▶ _Consigne_: Remplacez « rear » par « front » dans les lignes allant de celle qui contient « Where can you spot the blue painted » à celle qui contient « (1030, 361) », puis recopiez ces lignes sans aucune autre modification.

[Enregistrements d'un jeu de données d'annotation par points]
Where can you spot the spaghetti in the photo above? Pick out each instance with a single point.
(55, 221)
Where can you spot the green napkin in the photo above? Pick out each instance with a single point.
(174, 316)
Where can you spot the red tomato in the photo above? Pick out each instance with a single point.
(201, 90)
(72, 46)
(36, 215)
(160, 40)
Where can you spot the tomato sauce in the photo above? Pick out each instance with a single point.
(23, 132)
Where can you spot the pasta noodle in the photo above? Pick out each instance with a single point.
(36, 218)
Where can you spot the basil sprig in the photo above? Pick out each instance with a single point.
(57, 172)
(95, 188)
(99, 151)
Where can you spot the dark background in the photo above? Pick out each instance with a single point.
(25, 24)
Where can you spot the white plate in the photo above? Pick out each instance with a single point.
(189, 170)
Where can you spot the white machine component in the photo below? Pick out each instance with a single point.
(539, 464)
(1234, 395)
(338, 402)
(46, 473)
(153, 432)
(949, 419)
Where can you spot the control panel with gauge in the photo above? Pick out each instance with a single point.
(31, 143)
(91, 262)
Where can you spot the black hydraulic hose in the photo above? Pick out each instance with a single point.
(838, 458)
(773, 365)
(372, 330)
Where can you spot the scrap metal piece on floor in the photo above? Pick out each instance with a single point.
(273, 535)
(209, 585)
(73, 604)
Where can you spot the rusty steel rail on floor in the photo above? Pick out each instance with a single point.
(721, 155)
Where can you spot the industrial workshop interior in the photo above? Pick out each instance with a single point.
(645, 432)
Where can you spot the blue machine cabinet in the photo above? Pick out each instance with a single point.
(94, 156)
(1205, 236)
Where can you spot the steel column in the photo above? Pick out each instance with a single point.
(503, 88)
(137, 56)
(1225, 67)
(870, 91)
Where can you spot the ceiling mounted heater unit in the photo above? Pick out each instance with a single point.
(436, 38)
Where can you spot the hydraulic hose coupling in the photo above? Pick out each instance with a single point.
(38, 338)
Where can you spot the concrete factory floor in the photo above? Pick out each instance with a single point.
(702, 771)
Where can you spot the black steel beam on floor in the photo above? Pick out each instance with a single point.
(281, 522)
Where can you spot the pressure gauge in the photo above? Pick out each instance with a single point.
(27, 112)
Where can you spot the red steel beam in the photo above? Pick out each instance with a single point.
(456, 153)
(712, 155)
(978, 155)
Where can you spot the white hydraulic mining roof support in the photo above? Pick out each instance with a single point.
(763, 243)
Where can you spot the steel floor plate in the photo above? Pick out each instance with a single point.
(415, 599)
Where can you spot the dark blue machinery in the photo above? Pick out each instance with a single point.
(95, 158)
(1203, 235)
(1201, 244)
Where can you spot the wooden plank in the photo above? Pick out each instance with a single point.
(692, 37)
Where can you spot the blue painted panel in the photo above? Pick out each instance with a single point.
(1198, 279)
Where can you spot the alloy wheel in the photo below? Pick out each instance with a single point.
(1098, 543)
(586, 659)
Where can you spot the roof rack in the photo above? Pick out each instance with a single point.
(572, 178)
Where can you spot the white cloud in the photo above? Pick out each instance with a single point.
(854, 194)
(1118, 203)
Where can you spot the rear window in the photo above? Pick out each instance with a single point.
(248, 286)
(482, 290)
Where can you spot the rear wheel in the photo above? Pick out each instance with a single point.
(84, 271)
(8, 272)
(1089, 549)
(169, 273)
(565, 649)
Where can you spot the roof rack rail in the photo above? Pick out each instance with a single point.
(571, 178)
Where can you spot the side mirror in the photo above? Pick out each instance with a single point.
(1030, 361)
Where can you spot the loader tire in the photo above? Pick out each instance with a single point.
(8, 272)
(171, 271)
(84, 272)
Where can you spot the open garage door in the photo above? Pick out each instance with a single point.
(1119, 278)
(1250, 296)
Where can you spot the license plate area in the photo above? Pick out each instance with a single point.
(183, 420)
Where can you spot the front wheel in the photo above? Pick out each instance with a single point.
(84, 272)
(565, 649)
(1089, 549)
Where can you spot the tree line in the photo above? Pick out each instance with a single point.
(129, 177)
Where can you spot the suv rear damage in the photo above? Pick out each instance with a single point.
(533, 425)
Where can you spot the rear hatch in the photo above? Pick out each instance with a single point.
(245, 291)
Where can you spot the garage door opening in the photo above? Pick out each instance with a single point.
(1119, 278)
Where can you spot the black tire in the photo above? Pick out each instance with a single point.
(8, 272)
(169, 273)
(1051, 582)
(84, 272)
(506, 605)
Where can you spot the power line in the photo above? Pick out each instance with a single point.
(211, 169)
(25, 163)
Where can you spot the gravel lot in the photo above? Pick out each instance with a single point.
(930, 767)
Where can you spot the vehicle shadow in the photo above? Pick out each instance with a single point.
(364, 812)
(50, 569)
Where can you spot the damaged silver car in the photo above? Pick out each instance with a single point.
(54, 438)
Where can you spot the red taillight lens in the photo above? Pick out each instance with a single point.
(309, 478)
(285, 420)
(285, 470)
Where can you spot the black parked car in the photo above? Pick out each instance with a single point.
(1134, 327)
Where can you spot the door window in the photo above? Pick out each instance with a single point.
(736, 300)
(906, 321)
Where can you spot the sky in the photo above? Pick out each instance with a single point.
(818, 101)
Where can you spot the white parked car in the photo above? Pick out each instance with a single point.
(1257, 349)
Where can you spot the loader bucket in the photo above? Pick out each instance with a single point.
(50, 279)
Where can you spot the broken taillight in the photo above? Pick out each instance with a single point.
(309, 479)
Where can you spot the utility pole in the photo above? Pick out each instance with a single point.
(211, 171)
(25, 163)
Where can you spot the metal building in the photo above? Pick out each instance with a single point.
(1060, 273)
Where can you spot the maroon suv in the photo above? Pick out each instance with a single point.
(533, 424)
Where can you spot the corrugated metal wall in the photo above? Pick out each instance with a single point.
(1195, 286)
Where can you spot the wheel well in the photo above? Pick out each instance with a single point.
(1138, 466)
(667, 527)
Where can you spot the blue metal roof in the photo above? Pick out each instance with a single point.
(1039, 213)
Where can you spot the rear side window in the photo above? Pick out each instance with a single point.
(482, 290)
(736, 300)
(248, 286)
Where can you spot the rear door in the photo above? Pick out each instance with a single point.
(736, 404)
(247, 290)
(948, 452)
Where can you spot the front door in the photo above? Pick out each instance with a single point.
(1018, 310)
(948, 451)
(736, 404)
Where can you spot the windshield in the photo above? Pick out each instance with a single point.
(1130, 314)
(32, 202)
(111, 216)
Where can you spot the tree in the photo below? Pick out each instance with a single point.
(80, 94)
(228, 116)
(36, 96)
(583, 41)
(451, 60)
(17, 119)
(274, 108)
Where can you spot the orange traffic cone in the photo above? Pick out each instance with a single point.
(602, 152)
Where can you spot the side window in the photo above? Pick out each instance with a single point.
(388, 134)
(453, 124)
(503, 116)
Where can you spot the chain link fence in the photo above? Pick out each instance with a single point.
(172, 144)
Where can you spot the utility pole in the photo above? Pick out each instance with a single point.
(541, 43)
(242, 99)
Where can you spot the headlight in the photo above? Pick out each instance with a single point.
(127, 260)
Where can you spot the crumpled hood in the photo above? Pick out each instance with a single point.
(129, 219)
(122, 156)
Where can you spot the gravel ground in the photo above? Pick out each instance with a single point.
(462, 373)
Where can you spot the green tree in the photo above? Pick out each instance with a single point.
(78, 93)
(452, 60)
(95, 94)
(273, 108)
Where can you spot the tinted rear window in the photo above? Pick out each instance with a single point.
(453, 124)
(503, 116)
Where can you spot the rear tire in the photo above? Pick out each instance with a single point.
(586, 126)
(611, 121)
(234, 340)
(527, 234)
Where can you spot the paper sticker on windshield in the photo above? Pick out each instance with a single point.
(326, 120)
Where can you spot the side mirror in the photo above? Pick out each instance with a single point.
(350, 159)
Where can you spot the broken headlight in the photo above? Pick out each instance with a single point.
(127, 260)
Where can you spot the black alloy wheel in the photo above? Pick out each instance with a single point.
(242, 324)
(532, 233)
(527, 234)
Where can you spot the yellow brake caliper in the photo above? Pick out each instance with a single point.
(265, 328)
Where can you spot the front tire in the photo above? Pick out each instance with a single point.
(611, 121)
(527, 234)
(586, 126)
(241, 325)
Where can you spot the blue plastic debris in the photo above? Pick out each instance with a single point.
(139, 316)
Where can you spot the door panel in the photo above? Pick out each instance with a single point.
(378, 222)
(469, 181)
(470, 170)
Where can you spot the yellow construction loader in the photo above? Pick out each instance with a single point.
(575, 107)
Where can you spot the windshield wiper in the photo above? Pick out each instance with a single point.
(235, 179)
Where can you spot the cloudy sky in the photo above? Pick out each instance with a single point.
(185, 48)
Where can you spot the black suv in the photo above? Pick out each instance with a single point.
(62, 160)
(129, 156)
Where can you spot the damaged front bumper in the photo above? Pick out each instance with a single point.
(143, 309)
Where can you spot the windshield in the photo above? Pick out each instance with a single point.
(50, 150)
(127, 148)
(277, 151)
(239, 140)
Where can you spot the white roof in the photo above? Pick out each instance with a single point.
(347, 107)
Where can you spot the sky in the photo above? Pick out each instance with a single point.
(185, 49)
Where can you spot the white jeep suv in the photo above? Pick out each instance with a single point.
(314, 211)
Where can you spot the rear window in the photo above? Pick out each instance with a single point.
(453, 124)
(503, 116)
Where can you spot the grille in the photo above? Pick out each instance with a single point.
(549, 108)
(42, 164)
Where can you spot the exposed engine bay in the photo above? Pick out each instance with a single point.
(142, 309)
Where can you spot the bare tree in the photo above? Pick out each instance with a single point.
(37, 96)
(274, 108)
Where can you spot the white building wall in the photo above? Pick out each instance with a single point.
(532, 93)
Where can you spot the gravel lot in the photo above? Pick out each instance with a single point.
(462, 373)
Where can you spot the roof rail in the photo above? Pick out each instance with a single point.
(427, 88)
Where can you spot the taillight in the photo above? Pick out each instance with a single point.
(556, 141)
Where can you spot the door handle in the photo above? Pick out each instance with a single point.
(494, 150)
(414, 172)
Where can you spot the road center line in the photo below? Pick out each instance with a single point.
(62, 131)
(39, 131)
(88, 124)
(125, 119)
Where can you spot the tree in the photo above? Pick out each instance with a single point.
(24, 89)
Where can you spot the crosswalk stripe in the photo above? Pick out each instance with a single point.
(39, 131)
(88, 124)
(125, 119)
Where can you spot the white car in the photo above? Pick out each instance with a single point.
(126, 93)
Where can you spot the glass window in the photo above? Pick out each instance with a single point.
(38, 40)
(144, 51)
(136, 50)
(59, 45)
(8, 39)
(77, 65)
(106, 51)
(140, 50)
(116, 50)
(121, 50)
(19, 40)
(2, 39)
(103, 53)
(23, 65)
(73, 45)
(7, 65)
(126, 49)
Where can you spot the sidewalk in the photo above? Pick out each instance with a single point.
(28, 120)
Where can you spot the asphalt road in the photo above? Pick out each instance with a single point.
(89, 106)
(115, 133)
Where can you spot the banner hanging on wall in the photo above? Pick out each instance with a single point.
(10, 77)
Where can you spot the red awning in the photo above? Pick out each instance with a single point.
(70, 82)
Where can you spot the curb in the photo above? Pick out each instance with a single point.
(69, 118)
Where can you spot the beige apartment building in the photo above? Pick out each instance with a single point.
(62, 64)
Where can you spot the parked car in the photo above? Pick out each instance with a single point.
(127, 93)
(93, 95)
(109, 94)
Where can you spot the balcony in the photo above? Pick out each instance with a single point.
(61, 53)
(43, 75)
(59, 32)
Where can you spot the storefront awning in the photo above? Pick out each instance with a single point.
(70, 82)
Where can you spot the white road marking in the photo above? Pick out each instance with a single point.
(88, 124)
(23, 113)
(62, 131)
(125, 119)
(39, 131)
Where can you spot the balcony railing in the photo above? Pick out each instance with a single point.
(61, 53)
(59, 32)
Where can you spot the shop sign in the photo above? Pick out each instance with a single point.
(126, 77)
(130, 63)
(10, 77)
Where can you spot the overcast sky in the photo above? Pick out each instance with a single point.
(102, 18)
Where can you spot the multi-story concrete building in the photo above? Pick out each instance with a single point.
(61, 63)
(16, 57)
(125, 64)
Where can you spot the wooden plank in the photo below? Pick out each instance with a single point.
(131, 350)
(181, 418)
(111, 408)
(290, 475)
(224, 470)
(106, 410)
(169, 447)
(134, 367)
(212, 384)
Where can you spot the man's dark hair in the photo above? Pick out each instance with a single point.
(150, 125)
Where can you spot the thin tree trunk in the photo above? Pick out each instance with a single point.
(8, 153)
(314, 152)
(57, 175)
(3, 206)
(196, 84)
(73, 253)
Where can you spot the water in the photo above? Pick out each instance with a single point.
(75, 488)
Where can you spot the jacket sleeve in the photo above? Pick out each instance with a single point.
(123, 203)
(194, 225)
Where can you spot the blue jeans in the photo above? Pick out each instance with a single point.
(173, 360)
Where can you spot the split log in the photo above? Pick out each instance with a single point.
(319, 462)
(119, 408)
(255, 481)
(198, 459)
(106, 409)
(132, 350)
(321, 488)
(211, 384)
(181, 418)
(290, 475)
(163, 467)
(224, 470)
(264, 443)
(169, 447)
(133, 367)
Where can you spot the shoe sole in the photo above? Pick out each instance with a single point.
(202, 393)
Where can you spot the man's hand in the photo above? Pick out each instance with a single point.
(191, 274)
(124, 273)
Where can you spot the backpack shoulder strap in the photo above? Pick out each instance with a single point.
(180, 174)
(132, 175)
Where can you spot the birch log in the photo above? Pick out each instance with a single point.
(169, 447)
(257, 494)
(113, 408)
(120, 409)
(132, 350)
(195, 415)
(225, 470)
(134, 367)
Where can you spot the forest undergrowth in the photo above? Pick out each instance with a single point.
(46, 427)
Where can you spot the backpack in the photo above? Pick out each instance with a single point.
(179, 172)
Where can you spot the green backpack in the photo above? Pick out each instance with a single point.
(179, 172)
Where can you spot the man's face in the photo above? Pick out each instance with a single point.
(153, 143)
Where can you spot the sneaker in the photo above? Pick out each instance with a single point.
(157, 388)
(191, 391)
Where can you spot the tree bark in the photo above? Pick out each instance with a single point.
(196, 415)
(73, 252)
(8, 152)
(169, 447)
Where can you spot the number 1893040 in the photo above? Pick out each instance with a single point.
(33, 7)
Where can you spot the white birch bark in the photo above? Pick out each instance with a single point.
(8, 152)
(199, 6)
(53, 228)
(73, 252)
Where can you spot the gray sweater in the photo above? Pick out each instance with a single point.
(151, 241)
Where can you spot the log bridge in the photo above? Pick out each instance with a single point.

▶ _Réponse de l'exercice_:
Where can you spot the blue painted panel in the photo above? Pick out each instance with a single point.
(1198, 279)
Where can you spot the alloy wheel in the photo below? Pick out each instance with a single point.
(1098, 543)
(586, 659)
Where can you spot the roof rack in the photo above? Pick out each instance with a single point.
(572, 178)
Where can you spot the white cloud in the photo above? Pick out each instance with a single point.
(854, 194)
(1118, 203)
Where can you spot the front window in the photo above? Pick out each instance with a single point.
(248, 286)
(482, 290)
Where can you spot the front wheel in the photo above? Pick out each instance with a single point.
(84, 271)
(8, 272)
(1089, 549)
(169, 273)
(565, 649)
Where can you spot the roof rack rail in the photo above? Pick out each instance with a single point.
(571, 178)
Where can you spot the side mirror in the photo above? Pick out each instance with a single point.
(1030, 361)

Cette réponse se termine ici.